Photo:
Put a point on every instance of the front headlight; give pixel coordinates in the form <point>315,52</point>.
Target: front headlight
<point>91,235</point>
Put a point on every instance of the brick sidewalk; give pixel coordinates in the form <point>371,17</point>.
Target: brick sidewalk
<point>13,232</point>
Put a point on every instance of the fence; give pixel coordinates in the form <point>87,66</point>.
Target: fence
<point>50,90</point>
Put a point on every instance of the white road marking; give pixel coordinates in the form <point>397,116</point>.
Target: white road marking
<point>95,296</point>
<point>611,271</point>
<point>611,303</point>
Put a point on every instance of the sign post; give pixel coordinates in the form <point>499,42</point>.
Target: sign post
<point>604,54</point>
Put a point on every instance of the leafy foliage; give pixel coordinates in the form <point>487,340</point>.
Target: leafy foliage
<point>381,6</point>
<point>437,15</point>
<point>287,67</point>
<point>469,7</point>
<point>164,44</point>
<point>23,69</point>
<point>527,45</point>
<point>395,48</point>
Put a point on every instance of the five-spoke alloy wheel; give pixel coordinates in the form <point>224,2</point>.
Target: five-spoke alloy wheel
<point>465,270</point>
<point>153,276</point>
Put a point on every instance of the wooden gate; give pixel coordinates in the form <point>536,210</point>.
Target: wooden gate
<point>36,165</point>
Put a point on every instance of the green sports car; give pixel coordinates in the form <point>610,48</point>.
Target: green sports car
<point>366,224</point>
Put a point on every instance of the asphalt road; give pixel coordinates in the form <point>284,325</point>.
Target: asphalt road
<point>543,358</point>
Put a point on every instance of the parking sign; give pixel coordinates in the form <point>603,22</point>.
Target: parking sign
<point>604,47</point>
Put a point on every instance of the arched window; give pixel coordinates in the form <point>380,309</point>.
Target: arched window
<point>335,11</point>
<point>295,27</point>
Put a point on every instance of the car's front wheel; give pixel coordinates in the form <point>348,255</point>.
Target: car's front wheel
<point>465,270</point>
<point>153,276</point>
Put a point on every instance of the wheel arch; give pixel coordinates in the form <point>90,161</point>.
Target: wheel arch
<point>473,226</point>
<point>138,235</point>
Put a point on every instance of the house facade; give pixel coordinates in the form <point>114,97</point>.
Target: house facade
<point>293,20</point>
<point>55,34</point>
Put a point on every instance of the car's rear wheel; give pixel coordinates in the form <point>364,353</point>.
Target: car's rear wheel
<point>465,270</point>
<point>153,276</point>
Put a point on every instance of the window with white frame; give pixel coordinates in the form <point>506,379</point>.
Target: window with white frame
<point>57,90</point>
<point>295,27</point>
....
**Exercise brief**
Convert the items in the stretch from the line containing "Put a point on every instance of the fence;" through the line containing "<point>611,303</point>" into a two-column CSV with the columns instruction and response, one row per item. Place each item's text and its answer in their own quoted field, with line breaks replaced by spaces.

**Task solution**
instruction,response
"Put a point on every instance of the fence; give pixel coordinates in the form <point>87,66</point>. Target: fence","<point>50,90</point>"
"Put a point on every instance of the white road marking; give pixel coordinates in the form <point>397,116</point>. Target: white road marking","<point>95,296</point> <point>611,271</point> <point>611,303</point>"